Data supplied ::
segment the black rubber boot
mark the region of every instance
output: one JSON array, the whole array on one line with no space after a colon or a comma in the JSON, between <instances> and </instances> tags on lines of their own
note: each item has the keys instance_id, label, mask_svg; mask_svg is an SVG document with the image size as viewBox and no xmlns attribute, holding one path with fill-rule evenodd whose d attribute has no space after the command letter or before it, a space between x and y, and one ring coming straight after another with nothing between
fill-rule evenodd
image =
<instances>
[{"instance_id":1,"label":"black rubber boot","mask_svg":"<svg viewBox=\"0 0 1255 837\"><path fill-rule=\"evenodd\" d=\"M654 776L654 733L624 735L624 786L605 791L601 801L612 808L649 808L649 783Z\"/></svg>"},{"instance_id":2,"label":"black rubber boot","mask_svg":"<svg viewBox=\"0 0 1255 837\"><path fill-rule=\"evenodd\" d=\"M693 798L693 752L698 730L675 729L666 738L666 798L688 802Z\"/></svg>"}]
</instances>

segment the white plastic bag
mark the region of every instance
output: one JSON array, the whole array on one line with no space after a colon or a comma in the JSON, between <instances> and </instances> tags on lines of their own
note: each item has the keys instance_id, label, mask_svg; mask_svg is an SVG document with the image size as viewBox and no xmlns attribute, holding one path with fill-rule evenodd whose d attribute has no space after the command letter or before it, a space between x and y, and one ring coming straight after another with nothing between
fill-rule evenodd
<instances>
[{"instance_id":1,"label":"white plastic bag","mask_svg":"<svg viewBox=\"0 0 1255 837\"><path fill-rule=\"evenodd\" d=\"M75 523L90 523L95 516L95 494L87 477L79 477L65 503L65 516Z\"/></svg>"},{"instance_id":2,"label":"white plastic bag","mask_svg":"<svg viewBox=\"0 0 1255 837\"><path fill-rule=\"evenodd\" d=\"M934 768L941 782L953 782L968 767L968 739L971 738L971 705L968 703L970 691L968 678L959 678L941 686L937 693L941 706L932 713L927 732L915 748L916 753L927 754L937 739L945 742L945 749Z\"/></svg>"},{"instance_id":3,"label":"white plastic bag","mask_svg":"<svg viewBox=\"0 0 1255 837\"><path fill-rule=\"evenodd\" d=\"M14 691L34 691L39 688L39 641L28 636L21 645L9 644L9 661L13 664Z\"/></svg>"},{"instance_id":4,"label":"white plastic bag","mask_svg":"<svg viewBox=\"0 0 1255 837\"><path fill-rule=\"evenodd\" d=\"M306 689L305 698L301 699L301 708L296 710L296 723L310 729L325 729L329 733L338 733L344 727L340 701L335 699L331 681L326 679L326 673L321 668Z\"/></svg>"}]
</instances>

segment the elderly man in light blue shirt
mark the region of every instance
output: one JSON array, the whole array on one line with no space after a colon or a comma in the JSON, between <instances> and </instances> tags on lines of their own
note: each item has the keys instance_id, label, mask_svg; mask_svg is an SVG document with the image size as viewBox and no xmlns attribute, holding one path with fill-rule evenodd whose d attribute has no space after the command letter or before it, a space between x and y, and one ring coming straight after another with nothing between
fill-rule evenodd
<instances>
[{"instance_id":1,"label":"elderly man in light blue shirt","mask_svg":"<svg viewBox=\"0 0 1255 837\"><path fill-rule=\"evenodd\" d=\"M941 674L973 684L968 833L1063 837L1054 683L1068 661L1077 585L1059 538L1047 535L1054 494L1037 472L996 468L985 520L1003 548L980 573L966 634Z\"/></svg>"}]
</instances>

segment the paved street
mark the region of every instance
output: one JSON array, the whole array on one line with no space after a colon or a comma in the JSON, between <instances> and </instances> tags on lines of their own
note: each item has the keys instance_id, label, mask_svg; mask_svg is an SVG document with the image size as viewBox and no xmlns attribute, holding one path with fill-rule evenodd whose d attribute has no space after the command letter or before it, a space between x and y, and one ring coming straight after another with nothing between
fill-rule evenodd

Work instructions ::
Retype the listing. Match it exactly.

Reply to the exercise ::
segment the black rubber boot
mark the region of every instance
output: one JSON array, the whole array on one line with no space after a colon or a comma in the JSON, between <instances> and </instances> tags on lines of their own
note: each item has the keys instance_id, label, mask_svg; mask_svg is an SVG document with the image size as viewBox and no xmlns attribute, holding one path with fill-rule evenodd whose d attribute has no space after the command letter or before it, a space between x and y, and one ring coming straight after another with nothing between
fill-rule evenodd
image =
<instances>
[{"instance_id":1,"label":"black rubber boot","mask_svg":"<svg viewBox=\"0 0 1255 837\"><path fill-rule=\"evenodd\" d=\"M654 776L654 733L624 735L624 786L605 791L601 801L612 808L649 808L649 783Z\"/></svg>"},{"instance_id":2,"label":"black rubber boot","mask_svg":"<svg viewBox=\"0 0 1255 837\"><path fill-rule=\"evenodd\" d=\"M693 798L693 752L698 730L675 729L666 738L666 798L688 802Z\"/></svg>"}]
</instances>

segment the white plastic bag
mark the region of every instance
output: one JSON array, the whole array on one line with no space after a colon or a comma in the JSON, between <instances> and </instances> tags on lines of their own
note: each item has the keys instance_id, label, mask_svg; mask_svg is an SVG document with the image size as viewBox and no xmlns attribute, holding one path with fill-rule evenodd whose d attribute has no space after the command letter or before it, a space between x and y, and one ring coming straight after another with nothing between
fill-rule evenodd
<instances>
[{"instance_id":1,"label":"white plastic bag","mask_svg":"<svg viewBox=\"0 0 1255 837\"><path fill-rule=\"evenodd\" d=\"M75 523L90 523L95 516L95 494L87 477L79 477L65 503L65 516Z\"/></svg>"},{"instance_id":2,"label":"white plastic bag","mask_svg":"<svg viewBox=\"0 0 1255 837\"><path fill-rule=\"evenodd\" d=\"M934 768L941 782L953 782L968 767L968 739L971 738L971 705L968 703L970 691L968 678L959 678L941 686L937 693L941 706L932 713L927 732L915 748L916 753L927 754L937 739L945 742L945 749Z\"/></svg>"},{"instance_id":3,"label":"white plastic bag","mask_svg":"<svg viewBox=\"0 0 1255 837\"><path fill-rule=\"evenodd\" d=\"M14 691L34 691L39 688L39 641L28 636L21 645L9 644L9 661L13 664Z\"/></svg>"},{"instance_id":4,"label":"white plastic bag","mask_svg":"<svg viewBox=\"0 0 1255 837\"><path fill-rule=\"evenodd\" d=\"M306 689L305 698L301 699L301 708L296 710L296 723L310 729L325 729L329 733L338 733L344 727L340 701L335 699L331 681L326 679L326 673L321 668Z\"/></svg>"}]
</instances>

segment the elderly man in light blue shirt
mark the region of every instance
output: one JSON array, the whole array on one line with no space after a colon or a comma in the JSON, between <instances> and </instances> tags on lines of their own
note: each item has the keys instance_id, label, mask_svg; mask_svg is an SVG document with the image size as viewBox and no xmlns attribute, holding one path with fill-rule evenodd whose d attribute has no space after the command letter or before it, a space between x and y, and one ring coming straight after another with nothing between
fill-rule evenodd
<instances>
[{"instance_id":1,"label":"elderly man in light blue shirt","mask_svg":"<svg viewBox=\"0 0 1255 837\"><path fill-rule=\"evenodd\" d=\"M941 674L973 684L968 833L1063 837L1054 683L1068 661L1077 585L1059 538L1047 535L1054 494L1037 472L996 468L985 520L1003 548L980 573L966 634Z\"/></svg>"}]
</instances>

segment the paved street
mark the region of every instance
output: one JSON array, the whole array on one line with no space after a colon or a comma in the JSON, between <instances> and </instances> tags on lines of their own
note: each item has the keys instance_id, label, mask_svg; mask_svg is an SVG document with the image size as viewBox and no xmlns attribute, holding one path with fill-rule evenodd whose d attribute has no space after the command letter or before it, a space between x and y, and one ring coming straight after another with nothing between
fill-rule evenodd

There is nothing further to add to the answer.